WHAT YOU HAVE TO DO – Write out the whole listing, matching it exactly.

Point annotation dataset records
──────────────────────────────
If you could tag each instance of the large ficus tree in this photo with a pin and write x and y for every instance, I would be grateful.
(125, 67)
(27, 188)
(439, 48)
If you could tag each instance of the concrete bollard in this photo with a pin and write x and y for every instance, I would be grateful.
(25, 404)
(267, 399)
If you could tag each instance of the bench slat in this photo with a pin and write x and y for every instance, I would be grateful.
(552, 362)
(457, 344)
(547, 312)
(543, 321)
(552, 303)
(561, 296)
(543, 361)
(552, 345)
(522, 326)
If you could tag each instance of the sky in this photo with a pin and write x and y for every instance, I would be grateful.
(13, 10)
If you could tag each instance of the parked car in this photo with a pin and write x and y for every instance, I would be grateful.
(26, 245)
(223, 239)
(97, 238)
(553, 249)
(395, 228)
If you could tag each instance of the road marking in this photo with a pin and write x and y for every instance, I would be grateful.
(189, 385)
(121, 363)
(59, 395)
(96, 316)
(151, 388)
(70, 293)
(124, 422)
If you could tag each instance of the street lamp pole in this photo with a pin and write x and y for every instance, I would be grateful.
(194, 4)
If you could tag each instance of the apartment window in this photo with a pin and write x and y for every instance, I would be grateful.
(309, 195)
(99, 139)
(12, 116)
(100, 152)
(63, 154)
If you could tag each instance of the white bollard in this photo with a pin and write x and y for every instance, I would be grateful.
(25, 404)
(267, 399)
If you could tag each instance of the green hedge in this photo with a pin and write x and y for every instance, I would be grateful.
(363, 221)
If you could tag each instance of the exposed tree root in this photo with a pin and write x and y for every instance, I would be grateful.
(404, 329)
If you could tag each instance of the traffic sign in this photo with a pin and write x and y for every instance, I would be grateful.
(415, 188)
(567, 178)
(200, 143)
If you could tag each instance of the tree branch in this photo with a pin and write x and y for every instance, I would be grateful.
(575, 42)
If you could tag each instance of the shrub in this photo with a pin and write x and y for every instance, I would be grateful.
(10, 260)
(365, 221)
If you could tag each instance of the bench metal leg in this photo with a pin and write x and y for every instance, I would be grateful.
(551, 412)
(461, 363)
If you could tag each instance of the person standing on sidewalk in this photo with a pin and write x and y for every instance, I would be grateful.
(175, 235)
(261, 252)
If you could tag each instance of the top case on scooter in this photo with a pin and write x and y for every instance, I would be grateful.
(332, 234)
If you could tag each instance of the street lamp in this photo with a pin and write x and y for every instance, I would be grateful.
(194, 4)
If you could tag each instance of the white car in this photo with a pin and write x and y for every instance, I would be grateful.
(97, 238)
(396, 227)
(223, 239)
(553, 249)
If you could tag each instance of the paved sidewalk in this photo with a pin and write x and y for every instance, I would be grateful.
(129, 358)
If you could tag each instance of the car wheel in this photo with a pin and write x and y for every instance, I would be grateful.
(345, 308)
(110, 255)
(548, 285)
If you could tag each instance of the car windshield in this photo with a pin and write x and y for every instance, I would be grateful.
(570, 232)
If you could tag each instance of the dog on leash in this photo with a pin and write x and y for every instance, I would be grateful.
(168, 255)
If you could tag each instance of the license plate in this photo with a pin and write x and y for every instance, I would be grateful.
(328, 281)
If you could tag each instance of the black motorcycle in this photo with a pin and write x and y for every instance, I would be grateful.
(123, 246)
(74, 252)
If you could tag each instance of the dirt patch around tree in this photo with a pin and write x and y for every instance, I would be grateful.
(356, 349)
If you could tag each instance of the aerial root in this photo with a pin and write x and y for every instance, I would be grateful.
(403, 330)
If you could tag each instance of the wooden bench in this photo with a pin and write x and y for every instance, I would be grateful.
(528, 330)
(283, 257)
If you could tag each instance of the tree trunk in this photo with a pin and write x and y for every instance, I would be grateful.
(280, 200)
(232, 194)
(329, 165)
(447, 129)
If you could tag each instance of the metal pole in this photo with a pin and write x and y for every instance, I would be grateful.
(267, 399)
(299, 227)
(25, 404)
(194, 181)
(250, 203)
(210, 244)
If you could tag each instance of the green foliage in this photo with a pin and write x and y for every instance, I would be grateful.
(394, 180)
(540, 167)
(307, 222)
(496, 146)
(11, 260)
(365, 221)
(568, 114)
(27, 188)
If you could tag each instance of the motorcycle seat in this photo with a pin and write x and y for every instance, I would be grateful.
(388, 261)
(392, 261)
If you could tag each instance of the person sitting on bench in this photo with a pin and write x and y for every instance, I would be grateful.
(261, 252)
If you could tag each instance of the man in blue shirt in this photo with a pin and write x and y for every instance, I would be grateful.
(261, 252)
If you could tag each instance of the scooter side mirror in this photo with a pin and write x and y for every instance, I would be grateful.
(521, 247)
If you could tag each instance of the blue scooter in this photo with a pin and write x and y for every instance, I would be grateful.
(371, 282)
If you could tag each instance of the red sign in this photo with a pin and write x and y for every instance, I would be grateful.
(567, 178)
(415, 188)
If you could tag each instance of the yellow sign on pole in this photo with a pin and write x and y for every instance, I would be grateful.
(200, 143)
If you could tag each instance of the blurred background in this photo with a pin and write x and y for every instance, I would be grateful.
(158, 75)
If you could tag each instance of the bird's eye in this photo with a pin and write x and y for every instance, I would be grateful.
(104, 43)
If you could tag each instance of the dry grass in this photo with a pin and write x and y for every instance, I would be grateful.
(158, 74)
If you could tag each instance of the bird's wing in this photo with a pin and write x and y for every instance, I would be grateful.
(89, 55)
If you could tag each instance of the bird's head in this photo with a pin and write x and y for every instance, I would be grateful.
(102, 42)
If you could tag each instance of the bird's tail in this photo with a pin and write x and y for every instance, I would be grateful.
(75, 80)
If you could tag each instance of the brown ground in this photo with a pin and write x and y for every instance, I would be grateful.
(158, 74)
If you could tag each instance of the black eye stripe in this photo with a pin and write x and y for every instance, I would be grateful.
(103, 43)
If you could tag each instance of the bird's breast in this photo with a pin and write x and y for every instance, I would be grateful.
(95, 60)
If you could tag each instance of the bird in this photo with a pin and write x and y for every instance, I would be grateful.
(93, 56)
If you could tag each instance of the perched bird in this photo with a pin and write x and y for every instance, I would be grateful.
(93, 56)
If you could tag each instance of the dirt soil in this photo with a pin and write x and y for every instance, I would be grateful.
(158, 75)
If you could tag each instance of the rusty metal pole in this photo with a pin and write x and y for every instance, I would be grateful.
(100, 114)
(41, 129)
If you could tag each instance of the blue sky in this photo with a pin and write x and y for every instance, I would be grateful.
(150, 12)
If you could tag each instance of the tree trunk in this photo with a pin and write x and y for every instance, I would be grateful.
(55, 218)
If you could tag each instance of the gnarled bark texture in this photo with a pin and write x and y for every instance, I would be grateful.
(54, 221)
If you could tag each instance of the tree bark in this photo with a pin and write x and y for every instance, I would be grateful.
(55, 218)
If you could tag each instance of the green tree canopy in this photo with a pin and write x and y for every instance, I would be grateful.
──────────────────────────────
WRITTEN SOLUTION –
If you could tag each instance of the large ficus tree in this photo with a pin and write x and y for every instance, I would be grateful.
(125, 67)
(27, 188)
(439, 48)
If you could tag each instance of the concrete bollard in this photo with a pin and write x and y for every instance, I would be grateful.
(25, 404)
(267, 399)
If you could tag each instance of the bench slat in this photo with a pin and write x and y for every instance, I would be grateful.
(552, 362)
(457, 344)
(547, 312)
(543, 321)
(552, 303)
(561, 296)
(543, 361)
(552, 345)
(522, 326)
If you could tag each instance of the sky in this photo with a pin and write x and y for every instance, I would be grateful.
(13, 10)
If you could tag each instance of the parked car in this photo with a pin and write x and y for every instance, I would be grateful.
(26, 245)
(223, 239)
(97, 238)
(553, 249)
(395, 228)
If you could tag each instance of the road marking in this photo with a pin and write x and y for every instance, I would be grateful.
(189, 385)
(121, 363)
(59, 395)
(96, 316)
(151, 388)
(70, 293)
(124, 422)
If you could tag each instance of the street lamp pole in this photo with a pin and write x and y for every instance, I would be grateful.
(194, 4)
If you could tag each instance of the apartment window in this photo with a pin and write x and y for every instance, I would be grateful.
(309, 195)
(99, 139)
(12, 116)
(100, 152)
(63, 154)
If you could tag each instance of the white bollard in this photo with a pin and write x and y for every instance, I would be grateful.
(25, 404)
(267, 399)
If you could tag each instance of the green hedge in this photo with a pin and write x and y for every instance, I would be grateful.
(363, 221)
If you could tag each instance of the exposed tree root in this photo with a pin and write x and y for every instance, I would be grateful.
(404, 329)
If you could tag each instance of the traffic sign in this photo with a pin and write x and y for every instance, I would be grateful.
(415, 188)
(567, 178)
(200, 143)
If you could tag each instance of the tree branch in this photo with a pin and write x and y for every instance, I would be grateful.
(575, 42)
If you could tag each instance of the shrub in this photo with a pin and write x and y for every instance, I would be grateful.
(10, 260)
(365, 221)
If you could tag each instance of the bench metal leg in this photo with a pin and write x and y for every instance, I would be grateful.
(551, 412)
(461, 363)
If you could tag each instance of the person standing on sidewalk in this photo with a pin and write x and y for every instance, I would be grateful.
(175, 235)
(261, 252)
If you could tag each instance of the top case on scooter in this photo with a pin and write x and y for every instance, I would be grateful.
(332, 234)
If you could tag each instance of the street lamp in this photo with a pin and write x and y for every instance, I would be grateful.
(194, 4)
If you could tag each instance of the white car in this photo with a pin and write x and y for every instance, I would be grateful.
(97, 238)
(396, 227)
(223, 239)
(553, 249)
If you could tag each instance of the paved sidewalk in this photo with a pin and write x and y for every instance, I would be grateful.
(129, 358)
If you could tag each instance of the car wheel in this photo with a pin and write x and y for every instance, I would be grateful.
(345, 308)
(110, 255)
(548, 285)
If you could tag each instance of the car windshield in this photo with a pin and write x and y for every instance, I would be grateful.
(570, 232)
If you could tag each instance of the dog on leash in this photo with a pin and write x and y for every instance, I would be grateful.
(168, 255)
If you could tag each instance of the license plate in this photo with a pin and write x and y for every instance, I would be grateful.
(328, 281)
If you could tag each instance of the black motorcycle in this photo with a pin and write x and y for every instance, I would be grateful.
(123, 246)
(74, 252)
If you could tag each instance of the dirt patch around tree in this photo with a pin and write x and y for every instance, I would be grateful.
(356, 349)
If you could tag each instance of the aerial root in this photo with a pin and write x and y for every instance, I would be grateful.
(403, 330)
If you could tag each instance of the wooden bench in this photo with a pin and write x and y for every instance, I would be grateful.
(528, 330)
(283, 257)
If you could tag each instance of the tree trunk in this photo with a pin and write x and y for every instance, I would be grateful.
(280, 200)
(232, 194)
(329, 165)
(447, 129)
If you could tag each instance of the metal pole in this photo with a pin and write x and y for every instance, I would be grateful.
(267, 399)
(299, 227)
(25, 404)
(194, 181)
(250, 203)
(210, 244)
If you could tag each instance of the green foliage in this photo with a pin and write x and y for every instance, I would be grateful.
(394, 180)
(540, 167)
(307, 222)
(496, 146)
(11, 260)
(365, 221)
(568, 114)
(27, 188)
If you could tag each instance of the motorcycle seat in this photo with a pin and write x and y for every instance, I would be grateful.
(388, 261)
(392, 261)
If you could tag each instance of the person sitting on bench in this photo with a pin and write x and y for every instance, I would be grateful.
(261, 252)
If you could tag each instance of the man in blue shirt in this photo with a pin and write x and y for every instance, I would be grateful.
(261, 252)
If you could tag each instance of the scooter side mirror in this photo with a pin and write x and y for every instance, I would be grateful.
(521, 247)
If you could tag each instance of the blue scooter in this photo with a pin and write x and y for every instance, I would be grateful.
(371, 282)
If you could tag each instance of the red sign in this photo with a pin and write x and y for every instance, I would be grateful.
(567, 178)
(415, 188)
If you could tag each instance of the yellow sign on pole in this photo with a pin and write x and y for every instance, I would be grateful.
(200, 143)
If you could tag each instance of the blurred background in this photo with a pin and write x and y for every instance, I would be grateful.
(158, 75)
If you could tag each instance of the bird's eye in this photo with a pin and write x and y for every instance, I would be grateful.
(104, 43)
If you could tag each instance of the dry grass in this photo with a pin and write x and y for every instance, I would be grateful.
(158, 74)
If you could tag each instance of the bird's wing in this photo with a pin and write x and y for every instance, I would be grateful.
(89, 55)
If you could tag each instance of the bird's head in this photo with a pin and write x and y for every instance, I would be grateful.
(102, 42)
If you could tag each instance of the bird's tail in this photo with a pin and write x and y for every instance, I would be grateful.
(75, 80)
If you could tag each instance of the brown ground in this photo with a pin and write x and y for every instance, I would be grateful.
(158, 74)
If you could tag each instance of the black eye stripe in this photo with a pin and write x and y for every instance, I would be grateful.
(103, 43)
If you could tag each instance of the bird's breast in this photo with a pin and write x and y for every instance, I would be grateful.
(95, 60)
If you could tag each instance of the bird in this photo with a pin and write x and y for every instance, I would be grateful.
(93, 56)
If you could tag each instance of the perched bird in this photo with a pin and write x and y for every instance, I would be grateful.
(93, 56)
If you could tag each instance of the dirt soil in this photo with a pin and write x and y for every instance, I would be grateful.
(158, 75)
If you could tag each instance of the rusty metal pole in this photo with a pin and write x and y for every instance, I would be grateful.
(100, 114)
(41, 129)
If you could tag each instance of the blue sky in this photo with a pin and write x and y for every instance, I would be grateful.
(150, 12)
If you could tag each instance of the tree trunk in this photo with a pin and write x and y for every instance, I would be grateful.
(55, 218)
If you could tag each instance of the gnarled bark texture in this photo with a pin and write x and y for every instance, I would be grateful.
(54, 221)
If you could tag each instance of the tree bark in this photo with a pin and write x and y for every instance, I would be grateful.
(55, 218)
If you could tag each instance of the green tree canopy in this photo with a pin and write x and y for every instance, I would be grateful.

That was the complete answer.